> [Exercise material]
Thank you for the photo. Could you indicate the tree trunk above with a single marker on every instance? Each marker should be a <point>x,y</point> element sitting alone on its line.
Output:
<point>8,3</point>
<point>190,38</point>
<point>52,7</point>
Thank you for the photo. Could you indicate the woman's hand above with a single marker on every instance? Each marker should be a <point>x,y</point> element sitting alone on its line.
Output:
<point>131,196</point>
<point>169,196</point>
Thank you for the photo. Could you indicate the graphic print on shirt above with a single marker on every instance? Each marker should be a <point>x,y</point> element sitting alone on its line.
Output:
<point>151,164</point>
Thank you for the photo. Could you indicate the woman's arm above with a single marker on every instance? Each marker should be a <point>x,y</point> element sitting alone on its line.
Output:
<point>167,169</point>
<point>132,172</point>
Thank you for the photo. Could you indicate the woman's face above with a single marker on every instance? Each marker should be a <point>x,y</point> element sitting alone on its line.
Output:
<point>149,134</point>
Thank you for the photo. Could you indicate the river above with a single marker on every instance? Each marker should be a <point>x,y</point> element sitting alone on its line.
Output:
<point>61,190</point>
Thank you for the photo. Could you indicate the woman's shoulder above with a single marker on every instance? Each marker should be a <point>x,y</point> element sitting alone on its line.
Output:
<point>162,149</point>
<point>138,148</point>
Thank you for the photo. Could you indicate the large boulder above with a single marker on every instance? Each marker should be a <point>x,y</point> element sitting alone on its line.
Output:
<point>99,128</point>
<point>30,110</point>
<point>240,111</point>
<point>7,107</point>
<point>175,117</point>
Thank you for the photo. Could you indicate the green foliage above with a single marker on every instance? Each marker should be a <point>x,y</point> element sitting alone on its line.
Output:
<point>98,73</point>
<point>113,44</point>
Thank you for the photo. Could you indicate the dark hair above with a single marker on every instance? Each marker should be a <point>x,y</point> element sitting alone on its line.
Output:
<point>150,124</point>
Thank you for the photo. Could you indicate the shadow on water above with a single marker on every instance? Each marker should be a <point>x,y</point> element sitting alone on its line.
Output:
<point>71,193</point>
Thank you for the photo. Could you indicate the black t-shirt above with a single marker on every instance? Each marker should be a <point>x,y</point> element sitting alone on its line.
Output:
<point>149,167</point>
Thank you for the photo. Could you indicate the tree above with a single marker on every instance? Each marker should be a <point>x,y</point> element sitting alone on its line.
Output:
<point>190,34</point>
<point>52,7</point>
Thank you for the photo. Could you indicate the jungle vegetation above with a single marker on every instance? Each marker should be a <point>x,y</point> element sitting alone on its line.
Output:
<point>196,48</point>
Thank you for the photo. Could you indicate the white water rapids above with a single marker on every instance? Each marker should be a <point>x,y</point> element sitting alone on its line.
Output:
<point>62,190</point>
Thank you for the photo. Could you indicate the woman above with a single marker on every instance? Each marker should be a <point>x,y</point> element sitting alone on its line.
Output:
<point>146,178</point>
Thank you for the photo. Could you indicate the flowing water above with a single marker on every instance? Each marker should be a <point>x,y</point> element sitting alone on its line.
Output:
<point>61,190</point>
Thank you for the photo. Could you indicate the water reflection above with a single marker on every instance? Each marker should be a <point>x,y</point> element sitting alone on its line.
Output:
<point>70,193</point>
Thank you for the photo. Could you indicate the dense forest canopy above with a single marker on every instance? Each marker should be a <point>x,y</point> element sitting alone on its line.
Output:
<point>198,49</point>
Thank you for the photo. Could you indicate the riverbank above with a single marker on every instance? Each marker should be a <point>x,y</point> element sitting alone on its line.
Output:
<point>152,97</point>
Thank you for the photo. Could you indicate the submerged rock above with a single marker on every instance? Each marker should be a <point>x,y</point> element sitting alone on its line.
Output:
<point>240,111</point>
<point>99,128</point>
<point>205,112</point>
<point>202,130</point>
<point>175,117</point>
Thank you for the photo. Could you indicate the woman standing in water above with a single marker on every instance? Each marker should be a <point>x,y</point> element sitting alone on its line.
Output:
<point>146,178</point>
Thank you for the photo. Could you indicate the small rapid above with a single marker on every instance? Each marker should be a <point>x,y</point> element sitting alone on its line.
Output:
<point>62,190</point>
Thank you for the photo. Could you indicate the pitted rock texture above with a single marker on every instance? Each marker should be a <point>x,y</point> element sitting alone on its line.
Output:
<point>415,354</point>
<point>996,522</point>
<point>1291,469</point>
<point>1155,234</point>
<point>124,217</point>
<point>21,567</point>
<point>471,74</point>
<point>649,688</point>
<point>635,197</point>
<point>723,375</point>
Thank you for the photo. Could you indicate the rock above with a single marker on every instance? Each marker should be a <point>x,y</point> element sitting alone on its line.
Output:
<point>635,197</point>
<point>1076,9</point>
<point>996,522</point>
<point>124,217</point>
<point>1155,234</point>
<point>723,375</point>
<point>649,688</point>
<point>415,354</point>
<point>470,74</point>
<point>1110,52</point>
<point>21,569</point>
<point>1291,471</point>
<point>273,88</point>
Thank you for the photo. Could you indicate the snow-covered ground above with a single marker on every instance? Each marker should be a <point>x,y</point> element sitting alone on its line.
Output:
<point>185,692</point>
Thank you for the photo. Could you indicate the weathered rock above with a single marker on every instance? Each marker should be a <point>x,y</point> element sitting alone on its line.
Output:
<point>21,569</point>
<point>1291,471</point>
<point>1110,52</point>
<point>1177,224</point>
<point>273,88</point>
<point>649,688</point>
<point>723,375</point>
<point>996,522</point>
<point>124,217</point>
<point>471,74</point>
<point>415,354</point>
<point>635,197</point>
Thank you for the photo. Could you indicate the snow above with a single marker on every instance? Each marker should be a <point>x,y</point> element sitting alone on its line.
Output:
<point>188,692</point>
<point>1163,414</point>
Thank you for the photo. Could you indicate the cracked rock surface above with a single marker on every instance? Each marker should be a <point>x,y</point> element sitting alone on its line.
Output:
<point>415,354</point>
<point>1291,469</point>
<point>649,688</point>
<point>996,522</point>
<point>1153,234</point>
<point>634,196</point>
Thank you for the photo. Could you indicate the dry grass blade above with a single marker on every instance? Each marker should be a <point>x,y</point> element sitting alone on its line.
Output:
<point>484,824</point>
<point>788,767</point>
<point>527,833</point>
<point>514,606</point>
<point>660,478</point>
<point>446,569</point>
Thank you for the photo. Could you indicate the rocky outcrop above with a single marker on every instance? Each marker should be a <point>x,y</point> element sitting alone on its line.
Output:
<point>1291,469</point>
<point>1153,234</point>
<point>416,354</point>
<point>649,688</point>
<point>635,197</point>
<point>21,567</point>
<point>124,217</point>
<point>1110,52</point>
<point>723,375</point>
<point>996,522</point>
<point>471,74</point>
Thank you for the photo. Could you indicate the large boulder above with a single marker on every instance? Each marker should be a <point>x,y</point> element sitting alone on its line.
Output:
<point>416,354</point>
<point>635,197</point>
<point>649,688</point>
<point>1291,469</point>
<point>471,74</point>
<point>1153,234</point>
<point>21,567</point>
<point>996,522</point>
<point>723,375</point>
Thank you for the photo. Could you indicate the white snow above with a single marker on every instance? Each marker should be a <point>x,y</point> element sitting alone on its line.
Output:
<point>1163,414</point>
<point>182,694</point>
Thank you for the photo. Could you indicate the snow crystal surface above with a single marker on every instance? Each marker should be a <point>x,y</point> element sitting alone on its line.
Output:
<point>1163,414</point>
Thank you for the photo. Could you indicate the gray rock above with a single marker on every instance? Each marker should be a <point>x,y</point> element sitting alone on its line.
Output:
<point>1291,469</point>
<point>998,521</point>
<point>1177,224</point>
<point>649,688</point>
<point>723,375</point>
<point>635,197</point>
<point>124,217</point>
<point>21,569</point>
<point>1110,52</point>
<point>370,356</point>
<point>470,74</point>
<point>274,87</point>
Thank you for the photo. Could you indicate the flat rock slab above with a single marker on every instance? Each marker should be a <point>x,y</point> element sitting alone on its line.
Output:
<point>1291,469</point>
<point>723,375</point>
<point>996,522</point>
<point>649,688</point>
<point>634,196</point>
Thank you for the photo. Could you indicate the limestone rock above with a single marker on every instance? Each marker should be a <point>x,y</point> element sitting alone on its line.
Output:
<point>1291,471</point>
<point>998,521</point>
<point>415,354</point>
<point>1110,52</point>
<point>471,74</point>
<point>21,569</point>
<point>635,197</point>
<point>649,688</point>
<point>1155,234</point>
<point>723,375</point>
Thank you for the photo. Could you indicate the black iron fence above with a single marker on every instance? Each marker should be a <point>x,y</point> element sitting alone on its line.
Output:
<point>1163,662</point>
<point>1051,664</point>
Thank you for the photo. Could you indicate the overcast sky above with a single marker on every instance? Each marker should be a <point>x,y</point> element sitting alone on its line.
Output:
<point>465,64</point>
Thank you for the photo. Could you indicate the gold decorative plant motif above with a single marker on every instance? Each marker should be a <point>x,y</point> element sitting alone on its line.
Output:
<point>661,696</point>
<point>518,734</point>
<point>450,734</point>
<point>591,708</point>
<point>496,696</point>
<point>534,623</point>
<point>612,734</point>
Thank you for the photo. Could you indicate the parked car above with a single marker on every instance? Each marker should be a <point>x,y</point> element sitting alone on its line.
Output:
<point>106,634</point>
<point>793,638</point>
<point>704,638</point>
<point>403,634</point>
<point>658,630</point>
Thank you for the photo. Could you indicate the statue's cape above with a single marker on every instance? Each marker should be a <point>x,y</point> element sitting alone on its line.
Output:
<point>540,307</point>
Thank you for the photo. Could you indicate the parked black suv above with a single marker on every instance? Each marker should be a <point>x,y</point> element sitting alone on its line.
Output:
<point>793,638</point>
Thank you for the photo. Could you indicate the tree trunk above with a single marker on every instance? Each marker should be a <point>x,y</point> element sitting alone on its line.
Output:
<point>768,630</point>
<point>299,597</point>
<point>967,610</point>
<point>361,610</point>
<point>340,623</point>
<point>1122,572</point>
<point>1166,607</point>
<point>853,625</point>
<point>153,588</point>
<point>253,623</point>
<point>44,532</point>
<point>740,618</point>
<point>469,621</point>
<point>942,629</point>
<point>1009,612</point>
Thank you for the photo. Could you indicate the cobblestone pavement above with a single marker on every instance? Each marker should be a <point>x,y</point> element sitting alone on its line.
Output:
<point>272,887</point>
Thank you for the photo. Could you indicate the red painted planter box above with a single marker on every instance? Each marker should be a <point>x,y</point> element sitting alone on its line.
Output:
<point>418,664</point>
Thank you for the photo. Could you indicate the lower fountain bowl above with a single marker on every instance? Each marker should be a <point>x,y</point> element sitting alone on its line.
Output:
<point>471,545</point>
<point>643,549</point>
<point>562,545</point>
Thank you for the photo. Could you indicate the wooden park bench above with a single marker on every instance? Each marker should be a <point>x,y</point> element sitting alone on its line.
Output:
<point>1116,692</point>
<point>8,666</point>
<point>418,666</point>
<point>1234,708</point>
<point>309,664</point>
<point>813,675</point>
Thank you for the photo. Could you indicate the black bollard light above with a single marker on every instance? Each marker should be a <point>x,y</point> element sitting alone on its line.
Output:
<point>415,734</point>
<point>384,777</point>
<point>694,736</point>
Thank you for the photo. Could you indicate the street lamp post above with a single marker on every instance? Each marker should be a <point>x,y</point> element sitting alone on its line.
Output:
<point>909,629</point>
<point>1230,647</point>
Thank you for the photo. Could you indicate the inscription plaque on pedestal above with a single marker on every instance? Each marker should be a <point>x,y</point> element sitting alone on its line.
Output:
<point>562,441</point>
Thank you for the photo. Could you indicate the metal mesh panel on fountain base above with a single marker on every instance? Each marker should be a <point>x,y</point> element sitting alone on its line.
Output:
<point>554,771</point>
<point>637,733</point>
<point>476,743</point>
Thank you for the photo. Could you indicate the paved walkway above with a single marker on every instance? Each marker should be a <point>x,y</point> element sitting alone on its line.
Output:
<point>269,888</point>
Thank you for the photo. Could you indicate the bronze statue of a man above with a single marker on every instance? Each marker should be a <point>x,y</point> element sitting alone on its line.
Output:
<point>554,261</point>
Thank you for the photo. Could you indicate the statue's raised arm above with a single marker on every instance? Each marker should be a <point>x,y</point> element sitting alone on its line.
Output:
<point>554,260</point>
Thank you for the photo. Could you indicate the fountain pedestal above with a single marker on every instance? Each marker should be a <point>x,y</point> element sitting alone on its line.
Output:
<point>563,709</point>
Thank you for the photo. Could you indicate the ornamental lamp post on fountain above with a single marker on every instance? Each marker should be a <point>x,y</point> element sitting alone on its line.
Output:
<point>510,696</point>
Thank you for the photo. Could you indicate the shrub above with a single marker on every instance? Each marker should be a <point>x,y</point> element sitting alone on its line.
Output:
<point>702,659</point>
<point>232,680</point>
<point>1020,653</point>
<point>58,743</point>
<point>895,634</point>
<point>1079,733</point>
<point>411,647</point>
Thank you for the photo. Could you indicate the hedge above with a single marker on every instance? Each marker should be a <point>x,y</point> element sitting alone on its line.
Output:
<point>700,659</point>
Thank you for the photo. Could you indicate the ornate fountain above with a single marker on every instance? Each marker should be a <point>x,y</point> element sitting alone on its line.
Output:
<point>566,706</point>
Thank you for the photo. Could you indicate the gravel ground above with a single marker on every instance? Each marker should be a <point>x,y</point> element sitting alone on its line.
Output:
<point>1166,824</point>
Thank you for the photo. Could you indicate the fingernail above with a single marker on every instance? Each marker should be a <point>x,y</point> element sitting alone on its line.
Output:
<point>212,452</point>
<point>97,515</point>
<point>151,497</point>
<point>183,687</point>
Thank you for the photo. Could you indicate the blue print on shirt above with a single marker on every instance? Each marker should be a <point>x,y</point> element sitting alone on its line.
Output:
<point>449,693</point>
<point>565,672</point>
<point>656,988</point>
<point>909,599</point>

> [Brief] When you reach the line that contains "Thank you for the photo. Could you indicate the river above", stop; output it and every line before it from the start of the data, exactly as written.

> [Response area]
Thank you for the photo. Could you indicate the tree trunk above with a single marker on every instance? Each marker should be a <point>x,y</point> element sitting alone on its line.
Output:
<point>8,3</point>
<point>190,38</point>
<point>52,7</point>
Thank you for the photo. Could you indicate the woman's hand above with a single marker on every instance? Each marker should be a <point>x,y</point> element sitting alone on its line.
Output:
<point>131,196</point>
<point>169,196</point>
Thank you for the photo. Could you indicate the graphic print on shirt above with a single marker on every instance? Each marker should be a <point>x,y</point> element sitting alone on its line.
Output:
<point>151,164</point>
Thank you for the photo. Could you indicate the woman's arm above with a single marker on every instance? Each marker should be a <point>x,y</point> element sitting alone on its line.
Output:
<point>167,169</point>
<point>132,172</point>
Thank you for the photo. Could you indicate the woman's face above with a single marker on every instance? Each marker should be a <point>x,y</point> element sitting alone on its line.
Output:
<point>149,134</point>
Thank you for the photo. Could you indicate the river above with a single marker on every instance? Each marker should be a <point>x,y</point> element sitting alone on its line.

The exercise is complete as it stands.